**Supplied passage**
◇ ◇ ◇ ◇ ◇

Also do not be afraid to start small. Several people warned me early on about something called "snob appeal" in this industry. In my opinion, it is not as prevalent as some think but it does exist. Do not let others make you feel bad for starting small. It can be a competitive industry, keep others negativity at a distance. Just remember as you grow in size and success to avoid becoming a snob yourself.
*On your own or under a wing: I have had a few people ask me if I ever wished I was not on my own. Working for yourself as opposed to working for a firm could be debated either way and it really depends on your personality. Are there times I wish I was under the umbrella of someone else? Yes. As a business owner e.v.e.r.y.t.h.i.n.g down to the Christmas cards is your responsibility (and money) and that can be overwhelming at times. However, for me, I am so, so thankful I have my own company. It is little moments that catch me off guard - a piece of mail addressed to MSI or seeing my name on a business card or letterhead that remind me I did this on my own. Even after a few years these small things still make me proud. My success is because of my hard work and those around me (especially Patrick and my family), not because of a company I work for or with. I hope this does not come off sounding pompous, trust me, it is not meant that way.

◇ ◇ ◇ ◇ ◇

**Data**
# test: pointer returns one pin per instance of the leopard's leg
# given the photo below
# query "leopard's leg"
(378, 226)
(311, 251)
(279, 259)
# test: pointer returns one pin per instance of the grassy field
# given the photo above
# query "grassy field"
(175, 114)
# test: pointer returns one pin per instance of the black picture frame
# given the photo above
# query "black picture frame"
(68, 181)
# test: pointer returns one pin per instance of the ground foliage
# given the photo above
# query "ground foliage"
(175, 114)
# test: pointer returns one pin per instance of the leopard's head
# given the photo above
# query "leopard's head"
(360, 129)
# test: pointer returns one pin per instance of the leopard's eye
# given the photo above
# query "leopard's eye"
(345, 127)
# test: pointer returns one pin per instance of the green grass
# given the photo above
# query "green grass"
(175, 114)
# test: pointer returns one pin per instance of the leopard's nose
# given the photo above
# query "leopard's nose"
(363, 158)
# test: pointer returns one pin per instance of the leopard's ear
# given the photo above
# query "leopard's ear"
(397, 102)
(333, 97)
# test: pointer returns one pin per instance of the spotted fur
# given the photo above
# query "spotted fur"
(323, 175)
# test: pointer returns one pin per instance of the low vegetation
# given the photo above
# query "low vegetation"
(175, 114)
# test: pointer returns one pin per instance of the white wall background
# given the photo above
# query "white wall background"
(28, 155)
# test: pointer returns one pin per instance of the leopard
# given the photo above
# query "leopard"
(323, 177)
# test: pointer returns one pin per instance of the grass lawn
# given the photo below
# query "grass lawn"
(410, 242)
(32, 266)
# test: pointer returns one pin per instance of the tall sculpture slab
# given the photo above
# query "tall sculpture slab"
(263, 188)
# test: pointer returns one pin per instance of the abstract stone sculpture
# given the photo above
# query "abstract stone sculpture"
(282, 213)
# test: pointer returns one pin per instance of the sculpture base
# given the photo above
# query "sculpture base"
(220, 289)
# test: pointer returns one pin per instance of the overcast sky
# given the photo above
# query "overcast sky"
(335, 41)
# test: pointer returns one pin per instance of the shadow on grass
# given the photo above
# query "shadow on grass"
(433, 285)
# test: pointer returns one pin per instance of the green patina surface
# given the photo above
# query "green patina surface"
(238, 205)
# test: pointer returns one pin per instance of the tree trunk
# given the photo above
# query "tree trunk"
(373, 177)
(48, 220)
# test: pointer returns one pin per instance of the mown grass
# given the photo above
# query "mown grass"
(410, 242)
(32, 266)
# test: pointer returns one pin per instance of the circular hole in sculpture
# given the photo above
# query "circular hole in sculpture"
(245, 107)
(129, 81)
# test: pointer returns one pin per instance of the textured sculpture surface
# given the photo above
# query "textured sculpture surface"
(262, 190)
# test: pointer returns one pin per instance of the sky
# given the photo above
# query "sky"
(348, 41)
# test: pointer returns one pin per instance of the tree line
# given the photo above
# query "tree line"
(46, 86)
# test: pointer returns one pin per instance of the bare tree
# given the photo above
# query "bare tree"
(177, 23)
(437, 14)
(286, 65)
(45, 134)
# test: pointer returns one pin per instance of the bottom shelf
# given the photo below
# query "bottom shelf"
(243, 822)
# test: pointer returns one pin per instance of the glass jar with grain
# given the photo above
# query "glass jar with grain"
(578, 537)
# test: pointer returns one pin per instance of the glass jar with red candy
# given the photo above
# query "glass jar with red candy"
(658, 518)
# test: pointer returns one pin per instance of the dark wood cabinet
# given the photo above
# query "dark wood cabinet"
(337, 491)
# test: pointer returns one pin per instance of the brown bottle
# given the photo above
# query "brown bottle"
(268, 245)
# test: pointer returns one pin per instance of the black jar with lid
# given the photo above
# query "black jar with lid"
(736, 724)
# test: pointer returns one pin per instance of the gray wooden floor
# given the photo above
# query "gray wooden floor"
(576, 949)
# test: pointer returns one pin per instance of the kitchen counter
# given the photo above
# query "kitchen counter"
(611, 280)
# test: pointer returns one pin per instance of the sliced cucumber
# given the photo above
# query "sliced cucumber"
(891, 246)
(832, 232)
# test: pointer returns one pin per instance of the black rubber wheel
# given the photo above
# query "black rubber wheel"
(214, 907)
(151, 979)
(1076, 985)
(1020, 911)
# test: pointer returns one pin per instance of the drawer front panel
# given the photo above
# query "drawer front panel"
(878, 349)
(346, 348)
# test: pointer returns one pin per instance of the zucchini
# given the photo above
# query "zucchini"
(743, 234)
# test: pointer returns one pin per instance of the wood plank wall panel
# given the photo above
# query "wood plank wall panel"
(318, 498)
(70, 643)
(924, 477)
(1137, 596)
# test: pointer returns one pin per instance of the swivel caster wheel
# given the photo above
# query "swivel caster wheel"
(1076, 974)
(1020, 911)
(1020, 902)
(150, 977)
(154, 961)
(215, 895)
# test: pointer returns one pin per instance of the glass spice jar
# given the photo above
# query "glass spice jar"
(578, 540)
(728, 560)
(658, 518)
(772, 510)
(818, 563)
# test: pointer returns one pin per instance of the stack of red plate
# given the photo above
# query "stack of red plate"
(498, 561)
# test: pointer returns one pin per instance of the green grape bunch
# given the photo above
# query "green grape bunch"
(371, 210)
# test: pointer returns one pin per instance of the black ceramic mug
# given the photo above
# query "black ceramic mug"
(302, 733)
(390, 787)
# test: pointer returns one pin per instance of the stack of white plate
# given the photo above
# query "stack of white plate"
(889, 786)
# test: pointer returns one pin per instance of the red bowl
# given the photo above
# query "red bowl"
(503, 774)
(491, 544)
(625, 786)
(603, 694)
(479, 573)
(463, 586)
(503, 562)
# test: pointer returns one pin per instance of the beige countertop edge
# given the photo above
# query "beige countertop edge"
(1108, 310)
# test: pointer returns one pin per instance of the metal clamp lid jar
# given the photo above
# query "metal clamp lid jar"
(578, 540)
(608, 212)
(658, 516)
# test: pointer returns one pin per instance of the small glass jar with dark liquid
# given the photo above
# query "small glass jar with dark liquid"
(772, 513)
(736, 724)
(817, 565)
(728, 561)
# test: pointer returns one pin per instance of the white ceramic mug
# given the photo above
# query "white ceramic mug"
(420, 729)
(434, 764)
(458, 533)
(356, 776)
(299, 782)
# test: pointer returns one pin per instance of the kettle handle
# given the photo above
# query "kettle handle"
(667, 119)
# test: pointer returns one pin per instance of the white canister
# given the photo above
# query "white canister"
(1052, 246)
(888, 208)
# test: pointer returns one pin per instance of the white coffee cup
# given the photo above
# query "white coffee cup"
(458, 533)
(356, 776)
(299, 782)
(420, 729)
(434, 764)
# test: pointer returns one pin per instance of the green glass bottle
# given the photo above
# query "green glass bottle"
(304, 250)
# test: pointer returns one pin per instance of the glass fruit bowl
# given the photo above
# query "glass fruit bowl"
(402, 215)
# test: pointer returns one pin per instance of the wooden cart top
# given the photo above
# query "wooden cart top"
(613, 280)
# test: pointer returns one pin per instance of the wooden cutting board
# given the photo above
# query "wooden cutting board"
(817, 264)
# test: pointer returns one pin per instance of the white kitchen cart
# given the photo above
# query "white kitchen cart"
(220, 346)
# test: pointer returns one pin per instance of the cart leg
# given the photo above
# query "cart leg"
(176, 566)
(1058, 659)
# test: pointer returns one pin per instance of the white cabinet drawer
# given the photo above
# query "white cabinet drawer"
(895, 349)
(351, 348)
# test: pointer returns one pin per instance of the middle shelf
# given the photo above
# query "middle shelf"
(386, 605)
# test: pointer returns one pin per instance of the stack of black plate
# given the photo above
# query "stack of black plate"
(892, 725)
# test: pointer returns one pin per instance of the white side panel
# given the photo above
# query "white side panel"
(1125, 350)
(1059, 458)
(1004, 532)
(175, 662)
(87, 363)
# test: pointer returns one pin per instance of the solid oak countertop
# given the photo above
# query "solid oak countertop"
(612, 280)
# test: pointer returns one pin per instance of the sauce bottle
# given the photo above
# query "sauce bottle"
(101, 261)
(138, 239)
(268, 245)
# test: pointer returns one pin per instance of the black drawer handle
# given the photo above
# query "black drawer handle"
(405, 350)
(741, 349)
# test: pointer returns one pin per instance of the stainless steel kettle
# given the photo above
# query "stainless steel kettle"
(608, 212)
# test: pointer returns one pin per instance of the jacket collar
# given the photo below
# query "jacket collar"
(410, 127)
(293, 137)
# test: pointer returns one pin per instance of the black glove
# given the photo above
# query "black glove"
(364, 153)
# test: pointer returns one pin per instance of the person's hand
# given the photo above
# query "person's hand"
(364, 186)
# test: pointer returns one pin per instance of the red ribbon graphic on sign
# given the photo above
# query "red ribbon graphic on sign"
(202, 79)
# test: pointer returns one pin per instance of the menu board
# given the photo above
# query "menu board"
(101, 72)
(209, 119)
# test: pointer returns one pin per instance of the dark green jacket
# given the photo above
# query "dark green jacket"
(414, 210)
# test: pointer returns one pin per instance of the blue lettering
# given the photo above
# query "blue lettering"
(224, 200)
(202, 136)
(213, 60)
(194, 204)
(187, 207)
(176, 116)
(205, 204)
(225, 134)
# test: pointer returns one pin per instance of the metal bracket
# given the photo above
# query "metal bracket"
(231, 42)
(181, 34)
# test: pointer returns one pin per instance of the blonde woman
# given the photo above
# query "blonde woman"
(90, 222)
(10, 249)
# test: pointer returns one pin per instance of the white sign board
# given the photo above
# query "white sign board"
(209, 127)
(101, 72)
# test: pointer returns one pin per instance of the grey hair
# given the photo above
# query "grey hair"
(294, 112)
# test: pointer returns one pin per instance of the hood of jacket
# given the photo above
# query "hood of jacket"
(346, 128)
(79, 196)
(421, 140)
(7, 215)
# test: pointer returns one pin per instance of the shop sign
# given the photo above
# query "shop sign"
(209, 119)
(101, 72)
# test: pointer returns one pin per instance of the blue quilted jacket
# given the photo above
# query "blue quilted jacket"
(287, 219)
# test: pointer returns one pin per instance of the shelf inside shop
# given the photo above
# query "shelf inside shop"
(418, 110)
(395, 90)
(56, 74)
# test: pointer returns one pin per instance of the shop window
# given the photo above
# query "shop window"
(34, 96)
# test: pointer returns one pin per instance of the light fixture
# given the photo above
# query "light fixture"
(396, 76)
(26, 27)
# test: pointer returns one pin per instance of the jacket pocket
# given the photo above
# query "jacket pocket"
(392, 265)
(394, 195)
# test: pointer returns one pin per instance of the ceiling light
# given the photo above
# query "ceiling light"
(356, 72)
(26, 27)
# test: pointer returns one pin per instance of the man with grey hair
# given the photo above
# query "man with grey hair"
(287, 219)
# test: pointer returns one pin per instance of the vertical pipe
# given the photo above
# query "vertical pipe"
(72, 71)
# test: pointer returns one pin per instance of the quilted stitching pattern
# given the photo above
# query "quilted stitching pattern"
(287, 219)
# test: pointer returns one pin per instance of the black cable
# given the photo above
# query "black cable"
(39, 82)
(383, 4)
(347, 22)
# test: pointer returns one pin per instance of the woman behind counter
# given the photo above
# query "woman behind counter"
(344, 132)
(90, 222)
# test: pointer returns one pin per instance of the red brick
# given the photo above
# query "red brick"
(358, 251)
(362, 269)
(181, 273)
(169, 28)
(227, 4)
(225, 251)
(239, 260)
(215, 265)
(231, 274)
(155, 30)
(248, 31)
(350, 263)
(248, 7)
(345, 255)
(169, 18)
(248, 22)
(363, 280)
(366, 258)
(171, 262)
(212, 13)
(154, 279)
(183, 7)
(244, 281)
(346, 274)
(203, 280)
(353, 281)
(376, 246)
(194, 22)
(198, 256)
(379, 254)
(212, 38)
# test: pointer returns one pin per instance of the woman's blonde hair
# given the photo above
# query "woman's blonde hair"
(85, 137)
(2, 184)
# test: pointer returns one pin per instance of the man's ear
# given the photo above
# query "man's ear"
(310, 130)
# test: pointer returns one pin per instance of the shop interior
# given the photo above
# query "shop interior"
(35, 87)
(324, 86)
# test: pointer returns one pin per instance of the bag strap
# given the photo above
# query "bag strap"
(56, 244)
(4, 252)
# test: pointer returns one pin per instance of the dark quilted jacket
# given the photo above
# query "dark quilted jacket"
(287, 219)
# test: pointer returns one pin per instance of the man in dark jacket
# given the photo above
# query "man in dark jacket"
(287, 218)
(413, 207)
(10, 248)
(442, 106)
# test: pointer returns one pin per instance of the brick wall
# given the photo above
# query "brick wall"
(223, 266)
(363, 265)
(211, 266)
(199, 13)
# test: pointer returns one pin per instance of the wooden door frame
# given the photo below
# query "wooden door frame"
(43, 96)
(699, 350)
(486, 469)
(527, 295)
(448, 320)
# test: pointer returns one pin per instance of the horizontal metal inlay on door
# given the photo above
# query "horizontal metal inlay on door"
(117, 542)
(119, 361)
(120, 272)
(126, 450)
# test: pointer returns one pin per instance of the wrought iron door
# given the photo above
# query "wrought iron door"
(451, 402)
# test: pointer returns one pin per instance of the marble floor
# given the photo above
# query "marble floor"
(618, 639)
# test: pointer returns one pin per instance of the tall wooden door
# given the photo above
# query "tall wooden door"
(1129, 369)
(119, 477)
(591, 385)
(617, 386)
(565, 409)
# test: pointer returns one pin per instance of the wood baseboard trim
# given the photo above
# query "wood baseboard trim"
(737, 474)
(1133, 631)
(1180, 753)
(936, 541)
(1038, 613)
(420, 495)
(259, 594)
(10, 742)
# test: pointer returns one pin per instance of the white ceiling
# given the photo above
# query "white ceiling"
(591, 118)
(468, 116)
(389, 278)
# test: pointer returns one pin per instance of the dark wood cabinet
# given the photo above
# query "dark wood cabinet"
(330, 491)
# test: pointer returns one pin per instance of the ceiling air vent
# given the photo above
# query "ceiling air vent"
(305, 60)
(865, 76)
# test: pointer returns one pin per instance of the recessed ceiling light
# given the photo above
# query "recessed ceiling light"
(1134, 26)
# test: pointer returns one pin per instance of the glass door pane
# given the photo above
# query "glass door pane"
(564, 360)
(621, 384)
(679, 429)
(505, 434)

◇ ◇ ◇ ◇ ◇

**Given exercise 1**
Answer these questions using the business-advice passage.
(a) What did several people warn the writer about early on?
(b) Besides family, whom does the writer especially credit for the writer's success?
(c) Which small moments does the writer name as reminders of having done this on their own?
**Given exercise 2**
From the business-advice passage, copy the part that opens with the words containing "Also do not" and closes with "a snob yourself.".

**Exercise result 1**
(a) Something called "snob appeal" in this industry.
(b) Patrick.
(c) A piece of mail addressed to MSI, and seeing the writer's name on a business card or letterhead.

**Exercise result 2**
Also do not be afraid to start small. Several people warned me early on about something called "snob appeal" in this industry. In my opinion, it is not as prevalent as some think but it does exist. Do not let others make you feel bad for starting small. It can be a competitive industry, keep others negativity at a distance. Just remember as you grow in size and success to avoid becoming a snob yourself.